Problem statement:
Pull out every line in the entries below that contains the string "white". Case counts.

Records shown:
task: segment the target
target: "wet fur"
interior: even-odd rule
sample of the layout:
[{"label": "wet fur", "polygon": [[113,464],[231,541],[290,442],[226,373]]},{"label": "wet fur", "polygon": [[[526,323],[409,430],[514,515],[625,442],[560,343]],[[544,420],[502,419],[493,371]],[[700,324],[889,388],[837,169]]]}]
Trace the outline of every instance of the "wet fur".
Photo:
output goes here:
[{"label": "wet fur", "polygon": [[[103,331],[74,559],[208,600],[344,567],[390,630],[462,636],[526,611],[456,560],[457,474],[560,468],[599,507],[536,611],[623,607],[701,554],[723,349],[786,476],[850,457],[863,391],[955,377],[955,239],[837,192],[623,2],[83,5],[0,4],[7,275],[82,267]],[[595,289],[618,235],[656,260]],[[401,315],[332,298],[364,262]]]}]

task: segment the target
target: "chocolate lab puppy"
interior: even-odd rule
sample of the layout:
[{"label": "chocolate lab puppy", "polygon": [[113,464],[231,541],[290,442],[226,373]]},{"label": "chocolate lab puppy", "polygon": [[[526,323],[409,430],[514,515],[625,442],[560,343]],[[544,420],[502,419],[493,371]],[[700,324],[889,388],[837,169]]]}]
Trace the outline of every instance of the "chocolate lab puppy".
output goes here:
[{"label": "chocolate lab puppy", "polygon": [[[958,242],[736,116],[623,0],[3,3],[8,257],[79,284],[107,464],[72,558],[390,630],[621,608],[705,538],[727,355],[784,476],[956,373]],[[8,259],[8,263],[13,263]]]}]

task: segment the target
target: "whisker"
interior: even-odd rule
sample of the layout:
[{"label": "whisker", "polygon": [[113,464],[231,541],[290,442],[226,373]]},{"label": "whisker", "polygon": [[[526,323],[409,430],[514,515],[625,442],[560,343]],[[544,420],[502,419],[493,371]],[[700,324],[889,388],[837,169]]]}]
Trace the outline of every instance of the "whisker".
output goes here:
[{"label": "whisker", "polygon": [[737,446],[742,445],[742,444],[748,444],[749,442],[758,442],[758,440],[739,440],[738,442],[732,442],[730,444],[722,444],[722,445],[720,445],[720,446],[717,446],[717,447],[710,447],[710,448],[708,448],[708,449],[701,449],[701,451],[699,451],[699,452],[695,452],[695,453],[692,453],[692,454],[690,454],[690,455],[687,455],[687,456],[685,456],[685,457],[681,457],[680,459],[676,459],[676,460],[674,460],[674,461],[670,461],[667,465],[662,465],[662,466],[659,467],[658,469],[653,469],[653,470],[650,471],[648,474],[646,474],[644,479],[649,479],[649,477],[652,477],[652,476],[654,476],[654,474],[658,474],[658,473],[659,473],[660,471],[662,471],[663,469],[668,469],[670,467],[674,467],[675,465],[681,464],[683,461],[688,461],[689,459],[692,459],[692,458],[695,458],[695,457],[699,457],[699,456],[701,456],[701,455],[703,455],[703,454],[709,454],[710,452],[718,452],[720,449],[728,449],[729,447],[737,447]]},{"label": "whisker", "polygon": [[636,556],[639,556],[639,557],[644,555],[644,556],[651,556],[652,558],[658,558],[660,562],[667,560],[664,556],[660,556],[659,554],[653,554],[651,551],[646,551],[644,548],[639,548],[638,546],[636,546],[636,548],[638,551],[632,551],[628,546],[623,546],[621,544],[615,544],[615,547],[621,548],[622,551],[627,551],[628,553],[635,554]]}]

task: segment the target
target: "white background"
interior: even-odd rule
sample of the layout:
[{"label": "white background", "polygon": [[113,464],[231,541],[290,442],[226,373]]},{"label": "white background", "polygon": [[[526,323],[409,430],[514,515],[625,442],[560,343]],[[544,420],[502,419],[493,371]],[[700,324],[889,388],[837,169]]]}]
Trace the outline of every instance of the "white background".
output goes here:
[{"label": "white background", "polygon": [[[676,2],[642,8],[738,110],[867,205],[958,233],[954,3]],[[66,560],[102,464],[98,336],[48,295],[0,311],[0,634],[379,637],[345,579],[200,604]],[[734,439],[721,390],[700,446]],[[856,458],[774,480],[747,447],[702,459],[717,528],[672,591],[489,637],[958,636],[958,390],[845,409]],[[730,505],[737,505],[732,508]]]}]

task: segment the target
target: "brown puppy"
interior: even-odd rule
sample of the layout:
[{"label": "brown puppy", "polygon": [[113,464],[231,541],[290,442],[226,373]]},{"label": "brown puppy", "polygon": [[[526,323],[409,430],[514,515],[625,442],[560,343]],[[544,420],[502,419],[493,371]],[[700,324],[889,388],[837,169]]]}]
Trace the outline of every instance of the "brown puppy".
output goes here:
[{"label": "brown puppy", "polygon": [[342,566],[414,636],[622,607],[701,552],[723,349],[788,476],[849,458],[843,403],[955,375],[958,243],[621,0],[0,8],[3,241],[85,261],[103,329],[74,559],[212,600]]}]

Reply:
target: "white background"
[{"label": "white background", "polygon": [[113,464],[231,541],[290,442],[226,373]]},{"label": "white background", "polygon": [[[526,323],[409,430],[514,515],[625,442],[560,343]],[[544,420],[502,419],[493,371]],[[700,324],[889,388],[837,169]]]}]
Trace the outline of every instance of the "white background".
[{"label": "white background", "polygon": [[[676,2],[642,8],[738,110],[867,205],[958,233],[954,3]],[[66,560],[102,464],[98,336],[48,295],[0,311],[0,634],[379,637],[345,579],[200,604]],[[734,439],[721,390],[700,446]],[[856,458],[774,480],[747,447],[702,459],[717,528],[672,591],[489,637],[958,636],[958,390],[845,409]],[[730,505],[737,505],[732,508]]]}]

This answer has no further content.